BEGIN RECORDS TO PROCESS

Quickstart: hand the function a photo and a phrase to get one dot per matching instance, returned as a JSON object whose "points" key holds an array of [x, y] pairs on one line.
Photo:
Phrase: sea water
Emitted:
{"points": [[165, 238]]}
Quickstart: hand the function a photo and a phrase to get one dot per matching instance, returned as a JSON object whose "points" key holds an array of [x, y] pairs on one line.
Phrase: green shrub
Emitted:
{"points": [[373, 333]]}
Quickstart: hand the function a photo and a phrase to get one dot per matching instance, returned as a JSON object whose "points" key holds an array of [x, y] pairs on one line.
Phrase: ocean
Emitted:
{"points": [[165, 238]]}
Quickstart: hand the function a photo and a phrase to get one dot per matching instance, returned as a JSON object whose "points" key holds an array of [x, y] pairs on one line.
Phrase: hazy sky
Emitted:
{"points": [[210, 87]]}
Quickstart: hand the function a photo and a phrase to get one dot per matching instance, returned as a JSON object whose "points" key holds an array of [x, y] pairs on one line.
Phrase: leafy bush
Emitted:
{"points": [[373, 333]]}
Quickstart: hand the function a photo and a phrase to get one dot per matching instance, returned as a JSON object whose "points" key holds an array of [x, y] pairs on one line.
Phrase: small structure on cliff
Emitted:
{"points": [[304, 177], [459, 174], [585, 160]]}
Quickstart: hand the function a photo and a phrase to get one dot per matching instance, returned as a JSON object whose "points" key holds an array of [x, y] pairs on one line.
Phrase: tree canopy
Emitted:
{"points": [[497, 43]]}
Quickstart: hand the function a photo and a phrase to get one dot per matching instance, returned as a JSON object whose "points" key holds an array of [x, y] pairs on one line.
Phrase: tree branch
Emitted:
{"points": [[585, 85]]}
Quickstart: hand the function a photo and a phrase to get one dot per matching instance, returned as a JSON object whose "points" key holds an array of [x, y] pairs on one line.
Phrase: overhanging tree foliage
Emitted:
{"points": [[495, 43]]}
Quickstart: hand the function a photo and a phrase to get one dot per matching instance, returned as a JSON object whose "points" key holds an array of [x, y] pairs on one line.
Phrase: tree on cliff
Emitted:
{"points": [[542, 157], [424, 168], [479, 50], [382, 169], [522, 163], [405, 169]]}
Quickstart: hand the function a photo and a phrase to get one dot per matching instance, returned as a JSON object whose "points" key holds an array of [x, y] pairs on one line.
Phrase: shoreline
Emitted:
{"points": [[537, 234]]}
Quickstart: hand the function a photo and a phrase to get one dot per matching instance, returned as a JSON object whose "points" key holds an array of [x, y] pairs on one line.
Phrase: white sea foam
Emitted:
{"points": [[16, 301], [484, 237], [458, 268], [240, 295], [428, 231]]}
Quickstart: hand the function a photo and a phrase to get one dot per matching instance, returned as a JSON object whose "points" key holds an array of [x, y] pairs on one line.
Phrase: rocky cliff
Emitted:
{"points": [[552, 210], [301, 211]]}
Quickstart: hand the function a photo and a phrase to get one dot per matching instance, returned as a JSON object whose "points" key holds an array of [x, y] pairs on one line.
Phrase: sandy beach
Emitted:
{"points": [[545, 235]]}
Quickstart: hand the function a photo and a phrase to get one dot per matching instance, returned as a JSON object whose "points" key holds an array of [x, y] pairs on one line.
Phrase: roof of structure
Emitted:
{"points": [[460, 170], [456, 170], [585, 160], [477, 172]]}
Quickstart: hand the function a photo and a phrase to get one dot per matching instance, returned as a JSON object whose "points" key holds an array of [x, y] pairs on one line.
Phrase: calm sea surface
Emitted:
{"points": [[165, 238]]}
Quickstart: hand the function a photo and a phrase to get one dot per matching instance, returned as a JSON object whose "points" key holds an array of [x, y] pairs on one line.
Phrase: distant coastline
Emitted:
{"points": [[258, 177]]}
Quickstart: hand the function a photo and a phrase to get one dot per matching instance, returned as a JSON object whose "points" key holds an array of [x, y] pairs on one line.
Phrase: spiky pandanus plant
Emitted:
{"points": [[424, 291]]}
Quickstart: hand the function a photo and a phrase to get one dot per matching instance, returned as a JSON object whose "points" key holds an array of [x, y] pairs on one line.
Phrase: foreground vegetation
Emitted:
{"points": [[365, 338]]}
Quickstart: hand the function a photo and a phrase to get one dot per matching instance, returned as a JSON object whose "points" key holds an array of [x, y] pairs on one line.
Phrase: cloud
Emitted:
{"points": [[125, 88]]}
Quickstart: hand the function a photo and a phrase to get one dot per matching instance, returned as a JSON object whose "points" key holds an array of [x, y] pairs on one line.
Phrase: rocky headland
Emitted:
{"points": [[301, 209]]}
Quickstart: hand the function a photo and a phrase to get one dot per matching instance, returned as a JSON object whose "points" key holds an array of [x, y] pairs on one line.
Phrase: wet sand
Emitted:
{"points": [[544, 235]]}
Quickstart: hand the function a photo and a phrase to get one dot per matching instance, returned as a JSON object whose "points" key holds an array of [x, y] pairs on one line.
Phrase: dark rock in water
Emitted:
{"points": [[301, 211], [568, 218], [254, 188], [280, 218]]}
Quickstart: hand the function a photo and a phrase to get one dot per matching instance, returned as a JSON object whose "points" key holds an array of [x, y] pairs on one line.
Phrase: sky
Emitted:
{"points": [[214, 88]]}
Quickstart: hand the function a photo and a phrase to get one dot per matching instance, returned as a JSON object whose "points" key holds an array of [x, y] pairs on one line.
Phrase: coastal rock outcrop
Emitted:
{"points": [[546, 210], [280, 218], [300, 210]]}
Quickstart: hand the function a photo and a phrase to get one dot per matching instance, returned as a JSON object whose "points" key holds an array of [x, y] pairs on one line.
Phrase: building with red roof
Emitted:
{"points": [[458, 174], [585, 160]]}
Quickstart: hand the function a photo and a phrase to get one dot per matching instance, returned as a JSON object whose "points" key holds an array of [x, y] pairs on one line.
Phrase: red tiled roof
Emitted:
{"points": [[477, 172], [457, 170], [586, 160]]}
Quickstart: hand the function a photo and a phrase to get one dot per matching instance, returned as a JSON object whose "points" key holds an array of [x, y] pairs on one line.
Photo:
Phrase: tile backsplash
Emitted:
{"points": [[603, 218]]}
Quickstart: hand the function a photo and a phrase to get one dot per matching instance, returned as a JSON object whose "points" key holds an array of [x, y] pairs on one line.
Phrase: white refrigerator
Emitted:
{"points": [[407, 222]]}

END RECORDS TO PROCESS

## WHAT IS NEEDED:
Give the number of lines in the listing that include the word "roof", without any added words.

## TASK ANSWER:
3